Today in my continuing series on programming languages I'm going to talk
about "scripting languages". "Scripting" is a rather fuzzy category,
because unlike the kinds of languages we've discussed before, scripting
languages are really distinguished by how they are used, and
they're used in two very different ways. It's also confusing because most
scripting languages are interpreted, and people tend to use "scripting"
when they should be using "interpreted". In my opinion it's more correct
to say that a language is being used as a scripting language,
rather than to say that it is a scripting language. As we'll
see, this is particularly true when the language is being used to
customize some application.
But first, let's define scripts. A script is basically a
sequence of commands that a user could type at a terminal[1] --
often called "the command line" -- that have been put together in a file
so that they can be run automatically. The script then becomes a
new command. In Linux, and before that Unix, the program that interprets
user commands is called a "shell", possibly because it's the visible outer
layer of the operating system. The quintessential script is a shell
script. We'll dive into the details later.
[1] okay, a terminal emulator. Hardly anyone uses physical terminals
anymore. Or remembers that the "tty" in /dev/tty
stands for
"teletype"'.
The second kind of scripting language is used to implement commands inside
some interactive program that isn't a shell. (These languages
are also called extension languages, because they're
extending the capabilities of their host program, or sometimes
configuration languages.) Extension languages generally look
nothing at all like something you'd type into a shell -- they're really
just programming languages, and often are just the programming language
the application was written in. The commands of an interactive program
like a text editor or graphics editor tend to be things like single
keystrokes and mouse gestures, and in most cases you wouldn't want to --
or even be able to -- write programs with them. I'll use "extension
languages" for languages used in this way. There's some overlap in
between, and I'll talk about that later.
Shell scripting languages
Before there was Unix, there were mainframes. At first, you would punch
out decks of Hollerith cards, hand them to the computer operator, and they
would (eventually) put it in the reader and push the start button, and you
would come back an hour or so later and pick up your deck with a pile of
listings from the printer.
Computers were expensive in those days, so to save time the
operator would pile a big batch of card decks on top of one another with
a couple of "job control" cards in between to separate the jobs. Job
control languages were really the first scripting languages. (And the old
terminology lingers on, as such things do, in the ".bat" extension of
MS/DOS (later Windows) "batch files". Which are shell scripts.)
By far the most sophisticated job control language ran on the Burroughs
5000 and 6000 series computers, which were designed to run Algol very
efficiently. (So efficiently that they used Algol as what amounted to
their assembly language! Programs in other languages, including Fortran
and Cobol, were compiled by first translating them into Algol.) The job
control language was a somewhat extended version of Algol in which some
variables had files as their values, and programs were simply
subroutines. Don't let anyone tell you that all scripting languages are
interpreted.
Side note: the Burroughs machines' operating system was called MCP, which
stands for Master Control Program. Movie fans may find that name familiar.

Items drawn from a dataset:
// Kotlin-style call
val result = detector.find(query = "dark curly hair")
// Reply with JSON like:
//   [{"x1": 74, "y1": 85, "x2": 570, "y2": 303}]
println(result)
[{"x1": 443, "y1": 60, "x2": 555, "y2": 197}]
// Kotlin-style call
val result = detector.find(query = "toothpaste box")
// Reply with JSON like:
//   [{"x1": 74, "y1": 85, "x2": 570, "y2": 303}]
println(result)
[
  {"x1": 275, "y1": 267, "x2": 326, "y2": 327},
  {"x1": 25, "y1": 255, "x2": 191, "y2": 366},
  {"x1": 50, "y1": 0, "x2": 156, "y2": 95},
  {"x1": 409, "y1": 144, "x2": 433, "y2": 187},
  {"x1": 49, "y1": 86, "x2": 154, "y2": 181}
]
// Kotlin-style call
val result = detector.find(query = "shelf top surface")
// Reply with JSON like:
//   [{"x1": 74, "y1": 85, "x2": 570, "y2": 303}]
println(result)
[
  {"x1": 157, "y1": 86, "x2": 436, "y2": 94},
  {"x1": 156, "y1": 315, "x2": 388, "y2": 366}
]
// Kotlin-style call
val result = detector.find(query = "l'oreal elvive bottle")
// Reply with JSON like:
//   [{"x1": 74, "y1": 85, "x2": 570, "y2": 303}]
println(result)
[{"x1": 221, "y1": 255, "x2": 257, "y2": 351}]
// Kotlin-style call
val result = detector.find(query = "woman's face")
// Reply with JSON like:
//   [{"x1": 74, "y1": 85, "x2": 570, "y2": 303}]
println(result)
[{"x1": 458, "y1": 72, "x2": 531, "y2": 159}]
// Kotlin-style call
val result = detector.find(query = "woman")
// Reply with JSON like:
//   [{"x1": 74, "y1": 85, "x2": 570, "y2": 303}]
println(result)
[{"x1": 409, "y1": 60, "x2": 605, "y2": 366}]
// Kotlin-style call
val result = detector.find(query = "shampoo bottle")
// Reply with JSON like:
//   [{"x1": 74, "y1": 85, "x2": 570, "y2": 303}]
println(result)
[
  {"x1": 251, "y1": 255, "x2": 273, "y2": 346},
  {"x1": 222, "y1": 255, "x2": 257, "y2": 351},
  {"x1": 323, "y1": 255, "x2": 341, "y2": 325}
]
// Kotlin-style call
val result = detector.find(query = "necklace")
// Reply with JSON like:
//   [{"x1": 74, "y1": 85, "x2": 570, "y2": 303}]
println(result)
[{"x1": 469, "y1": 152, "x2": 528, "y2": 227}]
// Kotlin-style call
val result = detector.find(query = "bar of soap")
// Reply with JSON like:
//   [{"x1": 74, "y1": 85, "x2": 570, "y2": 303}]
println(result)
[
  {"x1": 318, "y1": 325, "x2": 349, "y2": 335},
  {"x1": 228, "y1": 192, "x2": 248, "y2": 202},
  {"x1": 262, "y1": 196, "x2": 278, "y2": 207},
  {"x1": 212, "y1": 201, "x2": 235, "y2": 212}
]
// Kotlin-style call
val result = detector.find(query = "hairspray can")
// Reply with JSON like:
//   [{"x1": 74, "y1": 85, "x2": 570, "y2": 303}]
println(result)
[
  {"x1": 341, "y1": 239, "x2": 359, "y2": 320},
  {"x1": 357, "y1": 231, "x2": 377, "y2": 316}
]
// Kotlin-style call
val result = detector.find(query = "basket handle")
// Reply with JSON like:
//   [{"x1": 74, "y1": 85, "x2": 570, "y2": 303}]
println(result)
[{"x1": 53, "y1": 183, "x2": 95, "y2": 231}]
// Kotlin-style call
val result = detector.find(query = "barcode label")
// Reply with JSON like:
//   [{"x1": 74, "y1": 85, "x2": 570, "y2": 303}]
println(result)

**What to produce**
Print, word for word, the part of the passage on scripting languages from "By far the most" up to and including "that name familiar.". The rows are separate material and stand apart from the passage on scripting languages.

**Exercise response**
By far the most sophisticated job control language ran on the Burroughs
5000 and 6000 series computers, which were designed to run Algol very
efficiently. (So efficiently that they used Algol as what amounted to
their assembly language! Programs in other languages, including Fortran
and Cobol, were compiled by first translating them into Algol.) The job
control language was a somewhat extended version of Algol in which some
variables had files as their values, and programs were simply
subroutines. Don't let anyone tell you that all scripting languages are
interpreted.
Side note: the Burroughs machines' operating system was called MCP, which
stands for Master Control Program. Movie fans may find that name familiar.